Records from a dataset:

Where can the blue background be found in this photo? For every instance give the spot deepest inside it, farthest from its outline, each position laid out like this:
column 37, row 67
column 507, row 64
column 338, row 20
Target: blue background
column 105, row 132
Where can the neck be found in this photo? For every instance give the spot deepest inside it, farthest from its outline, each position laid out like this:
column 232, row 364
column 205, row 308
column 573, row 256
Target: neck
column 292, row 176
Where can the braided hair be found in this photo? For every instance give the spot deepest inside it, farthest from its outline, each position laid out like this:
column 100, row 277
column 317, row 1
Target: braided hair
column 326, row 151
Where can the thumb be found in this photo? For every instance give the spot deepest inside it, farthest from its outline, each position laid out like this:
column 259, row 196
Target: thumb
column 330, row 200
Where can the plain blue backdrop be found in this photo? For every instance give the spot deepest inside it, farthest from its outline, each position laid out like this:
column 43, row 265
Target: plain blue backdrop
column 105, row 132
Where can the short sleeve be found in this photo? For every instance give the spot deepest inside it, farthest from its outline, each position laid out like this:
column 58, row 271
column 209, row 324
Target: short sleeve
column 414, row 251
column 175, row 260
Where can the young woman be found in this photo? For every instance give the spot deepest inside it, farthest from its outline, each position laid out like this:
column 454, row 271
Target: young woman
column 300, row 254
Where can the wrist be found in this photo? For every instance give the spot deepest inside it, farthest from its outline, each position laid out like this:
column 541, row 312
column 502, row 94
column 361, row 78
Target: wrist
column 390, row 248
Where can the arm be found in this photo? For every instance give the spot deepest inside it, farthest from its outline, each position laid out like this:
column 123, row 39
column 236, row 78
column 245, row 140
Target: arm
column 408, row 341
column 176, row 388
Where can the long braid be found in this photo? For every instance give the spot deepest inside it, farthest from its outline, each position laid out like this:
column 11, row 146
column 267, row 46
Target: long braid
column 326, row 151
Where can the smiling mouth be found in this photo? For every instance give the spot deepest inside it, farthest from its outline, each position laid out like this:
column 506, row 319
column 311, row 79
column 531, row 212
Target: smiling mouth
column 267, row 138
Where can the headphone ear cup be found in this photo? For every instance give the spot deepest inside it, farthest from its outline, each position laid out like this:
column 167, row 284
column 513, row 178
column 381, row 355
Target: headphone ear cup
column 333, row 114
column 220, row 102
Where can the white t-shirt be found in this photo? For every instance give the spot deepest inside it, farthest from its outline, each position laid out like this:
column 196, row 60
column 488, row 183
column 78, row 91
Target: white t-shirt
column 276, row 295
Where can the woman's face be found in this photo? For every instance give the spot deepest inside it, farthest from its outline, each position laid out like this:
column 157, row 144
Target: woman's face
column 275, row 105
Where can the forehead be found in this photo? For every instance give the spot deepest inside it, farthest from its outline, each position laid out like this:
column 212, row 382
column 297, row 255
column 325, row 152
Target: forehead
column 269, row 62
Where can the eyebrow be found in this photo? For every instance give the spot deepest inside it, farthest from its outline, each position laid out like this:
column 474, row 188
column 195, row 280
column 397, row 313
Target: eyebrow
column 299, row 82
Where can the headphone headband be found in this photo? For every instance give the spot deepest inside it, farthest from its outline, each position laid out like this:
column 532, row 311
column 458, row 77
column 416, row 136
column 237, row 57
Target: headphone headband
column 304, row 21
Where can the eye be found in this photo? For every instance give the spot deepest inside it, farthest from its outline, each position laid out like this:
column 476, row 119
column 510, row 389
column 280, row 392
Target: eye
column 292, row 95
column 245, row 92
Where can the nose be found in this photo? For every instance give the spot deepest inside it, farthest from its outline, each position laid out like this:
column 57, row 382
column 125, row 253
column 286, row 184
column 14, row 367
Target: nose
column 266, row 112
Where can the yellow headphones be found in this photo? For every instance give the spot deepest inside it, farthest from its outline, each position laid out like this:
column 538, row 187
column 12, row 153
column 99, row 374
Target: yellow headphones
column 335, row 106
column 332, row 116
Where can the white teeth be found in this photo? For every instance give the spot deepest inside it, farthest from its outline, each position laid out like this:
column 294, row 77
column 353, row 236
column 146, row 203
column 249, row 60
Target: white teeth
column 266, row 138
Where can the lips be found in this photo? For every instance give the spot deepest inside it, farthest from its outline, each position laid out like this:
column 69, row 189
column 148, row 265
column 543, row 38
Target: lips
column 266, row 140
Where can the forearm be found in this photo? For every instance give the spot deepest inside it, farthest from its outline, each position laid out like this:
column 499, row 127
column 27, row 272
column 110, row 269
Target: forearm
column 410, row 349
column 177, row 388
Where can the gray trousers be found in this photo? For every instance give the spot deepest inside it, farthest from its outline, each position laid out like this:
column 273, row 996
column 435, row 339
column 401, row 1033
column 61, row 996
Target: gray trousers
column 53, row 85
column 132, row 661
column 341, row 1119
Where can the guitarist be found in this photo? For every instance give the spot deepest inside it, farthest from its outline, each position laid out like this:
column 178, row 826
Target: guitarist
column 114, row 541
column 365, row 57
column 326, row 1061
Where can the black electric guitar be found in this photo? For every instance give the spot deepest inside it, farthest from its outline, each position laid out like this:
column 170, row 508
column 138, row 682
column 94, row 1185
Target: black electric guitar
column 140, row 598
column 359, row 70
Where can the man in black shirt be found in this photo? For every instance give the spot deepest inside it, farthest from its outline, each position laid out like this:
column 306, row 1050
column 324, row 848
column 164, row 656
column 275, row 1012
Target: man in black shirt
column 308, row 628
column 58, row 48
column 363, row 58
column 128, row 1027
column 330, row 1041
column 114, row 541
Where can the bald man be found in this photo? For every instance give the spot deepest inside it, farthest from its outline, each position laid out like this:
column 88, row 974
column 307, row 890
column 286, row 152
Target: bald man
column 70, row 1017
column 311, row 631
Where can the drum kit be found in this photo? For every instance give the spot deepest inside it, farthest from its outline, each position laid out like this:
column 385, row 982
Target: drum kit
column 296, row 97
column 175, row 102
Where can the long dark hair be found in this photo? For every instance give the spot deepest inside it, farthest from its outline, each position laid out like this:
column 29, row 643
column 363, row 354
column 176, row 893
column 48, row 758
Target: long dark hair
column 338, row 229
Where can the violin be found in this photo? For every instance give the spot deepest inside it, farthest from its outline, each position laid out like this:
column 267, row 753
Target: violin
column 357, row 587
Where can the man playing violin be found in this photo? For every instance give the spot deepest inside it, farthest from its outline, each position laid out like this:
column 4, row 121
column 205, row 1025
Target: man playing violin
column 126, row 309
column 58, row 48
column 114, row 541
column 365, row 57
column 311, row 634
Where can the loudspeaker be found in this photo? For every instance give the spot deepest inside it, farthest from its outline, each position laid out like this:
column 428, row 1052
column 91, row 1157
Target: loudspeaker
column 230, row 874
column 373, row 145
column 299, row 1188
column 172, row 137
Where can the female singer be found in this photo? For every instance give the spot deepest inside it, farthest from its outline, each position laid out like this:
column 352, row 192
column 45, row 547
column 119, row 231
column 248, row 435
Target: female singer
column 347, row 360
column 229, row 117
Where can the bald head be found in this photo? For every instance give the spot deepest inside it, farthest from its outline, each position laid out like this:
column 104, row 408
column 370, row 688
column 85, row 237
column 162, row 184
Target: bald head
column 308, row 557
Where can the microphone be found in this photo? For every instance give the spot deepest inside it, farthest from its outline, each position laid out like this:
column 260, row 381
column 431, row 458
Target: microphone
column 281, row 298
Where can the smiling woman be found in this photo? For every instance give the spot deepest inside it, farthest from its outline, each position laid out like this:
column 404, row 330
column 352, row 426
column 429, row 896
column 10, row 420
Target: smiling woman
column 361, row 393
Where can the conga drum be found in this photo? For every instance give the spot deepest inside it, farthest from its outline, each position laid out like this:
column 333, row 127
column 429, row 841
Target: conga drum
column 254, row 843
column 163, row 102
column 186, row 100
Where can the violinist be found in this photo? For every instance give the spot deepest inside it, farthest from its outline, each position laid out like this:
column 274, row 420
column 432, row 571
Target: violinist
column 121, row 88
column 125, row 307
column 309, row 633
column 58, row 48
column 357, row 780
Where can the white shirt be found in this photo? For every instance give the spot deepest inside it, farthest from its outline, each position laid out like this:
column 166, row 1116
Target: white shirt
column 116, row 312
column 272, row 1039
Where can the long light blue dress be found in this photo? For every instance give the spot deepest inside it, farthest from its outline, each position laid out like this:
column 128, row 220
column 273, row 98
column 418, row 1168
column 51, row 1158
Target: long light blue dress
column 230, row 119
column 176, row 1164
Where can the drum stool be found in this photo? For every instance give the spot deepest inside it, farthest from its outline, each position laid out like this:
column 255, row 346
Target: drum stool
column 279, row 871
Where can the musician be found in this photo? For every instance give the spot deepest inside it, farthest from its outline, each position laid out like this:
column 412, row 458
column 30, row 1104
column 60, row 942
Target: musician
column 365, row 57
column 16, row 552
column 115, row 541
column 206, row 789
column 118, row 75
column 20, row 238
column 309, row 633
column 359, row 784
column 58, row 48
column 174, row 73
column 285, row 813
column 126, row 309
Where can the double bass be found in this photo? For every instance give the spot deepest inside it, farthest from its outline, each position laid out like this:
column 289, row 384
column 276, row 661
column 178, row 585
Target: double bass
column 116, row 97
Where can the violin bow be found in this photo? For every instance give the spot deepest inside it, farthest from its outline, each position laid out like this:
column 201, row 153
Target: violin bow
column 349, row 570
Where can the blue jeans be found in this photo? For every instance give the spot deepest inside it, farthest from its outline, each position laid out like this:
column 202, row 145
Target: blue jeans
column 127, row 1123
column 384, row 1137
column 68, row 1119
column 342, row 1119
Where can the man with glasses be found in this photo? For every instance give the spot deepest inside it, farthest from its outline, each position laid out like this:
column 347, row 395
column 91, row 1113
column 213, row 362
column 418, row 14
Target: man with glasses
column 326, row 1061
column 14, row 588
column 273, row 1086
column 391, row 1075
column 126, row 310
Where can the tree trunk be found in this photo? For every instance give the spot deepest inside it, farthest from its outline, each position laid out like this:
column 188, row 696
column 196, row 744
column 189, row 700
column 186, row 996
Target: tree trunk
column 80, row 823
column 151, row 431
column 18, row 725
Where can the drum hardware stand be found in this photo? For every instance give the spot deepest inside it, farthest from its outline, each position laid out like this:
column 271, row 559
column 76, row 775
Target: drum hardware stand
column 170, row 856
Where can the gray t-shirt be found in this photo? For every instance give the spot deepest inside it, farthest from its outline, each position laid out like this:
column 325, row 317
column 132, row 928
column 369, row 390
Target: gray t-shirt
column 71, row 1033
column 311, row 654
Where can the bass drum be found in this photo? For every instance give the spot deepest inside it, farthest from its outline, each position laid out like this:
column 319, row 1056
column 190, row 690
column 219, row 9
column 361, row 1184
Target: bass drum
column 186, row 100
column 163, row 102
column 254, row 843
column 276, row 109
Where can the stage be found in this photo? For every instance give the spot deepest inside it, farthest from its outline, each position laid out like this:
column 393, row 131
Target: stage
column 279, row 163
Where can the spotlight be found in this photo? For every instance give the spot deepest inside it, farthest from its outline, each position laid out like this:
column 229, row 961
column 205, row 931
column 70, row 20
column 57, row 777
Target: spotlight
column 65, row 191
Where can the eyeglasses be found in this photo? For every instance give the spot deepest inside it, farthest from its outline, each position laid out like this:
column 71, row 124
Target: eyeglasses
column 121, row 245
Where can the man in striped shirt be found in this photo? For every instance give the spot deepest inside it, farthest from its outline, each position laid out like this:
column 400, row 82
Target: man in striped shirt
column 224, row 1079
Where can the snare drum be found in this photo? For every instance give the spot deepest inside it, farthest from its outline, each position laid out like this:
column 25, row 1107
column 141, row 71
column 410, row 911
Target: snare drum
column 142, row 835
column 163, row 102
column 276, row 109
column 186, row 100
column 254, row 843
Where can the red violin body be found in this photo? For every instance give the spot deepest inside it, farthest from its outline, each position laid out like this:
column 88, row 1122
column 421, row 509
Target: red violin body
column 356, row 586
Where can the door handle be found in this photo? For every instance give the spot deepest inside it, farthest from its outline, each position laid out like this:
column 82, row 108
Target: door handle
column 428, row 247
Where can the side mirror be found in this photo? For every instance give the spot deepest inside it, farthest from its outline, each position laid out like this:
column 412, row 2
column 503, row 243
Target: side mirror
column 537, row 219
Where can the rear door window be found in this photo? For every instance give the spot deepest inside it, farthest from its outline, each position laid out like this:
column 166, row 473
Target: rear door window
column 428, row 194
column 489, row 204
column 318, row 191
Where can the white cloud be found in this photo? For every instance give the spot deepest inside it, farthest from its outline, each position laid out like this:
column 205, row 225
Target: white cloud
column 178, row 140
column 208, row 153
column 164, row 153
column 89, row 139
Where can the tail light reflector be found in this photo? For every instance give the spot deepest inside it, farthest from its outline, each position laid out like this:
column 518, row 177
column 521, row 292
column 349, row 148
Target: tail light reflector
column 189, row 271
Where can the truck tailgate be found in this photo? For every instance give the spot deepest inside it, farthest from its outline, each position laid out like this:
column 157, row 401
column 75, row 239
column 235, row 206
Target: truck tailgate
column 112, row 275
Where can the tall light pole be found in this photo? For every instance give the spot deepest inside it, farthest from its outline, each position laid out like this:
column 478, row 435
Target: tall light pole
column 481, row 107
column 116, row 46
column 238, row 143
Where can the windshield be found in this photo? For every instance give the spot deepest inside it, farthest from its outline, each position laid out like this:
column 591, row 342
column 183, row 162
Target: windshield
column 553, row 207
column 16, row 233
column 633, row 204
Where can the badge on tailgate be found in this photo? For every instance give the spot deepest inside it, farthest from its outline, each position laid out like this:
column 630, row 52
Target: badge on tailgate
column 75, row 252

Task to complete: In the data above, find the line with "Target: forearm" and the line with "column 435, row 339". Retype both, plus every line between them, exactly.

Completed exercise:
Target: forearm
column 410, row 349
column 177, row 388
Where can the gray trousers be found in this photo? For every instance give the spot deepest inside it, farthest from its outline, each position laid out like this:
column 273, row 996
column 435, row 339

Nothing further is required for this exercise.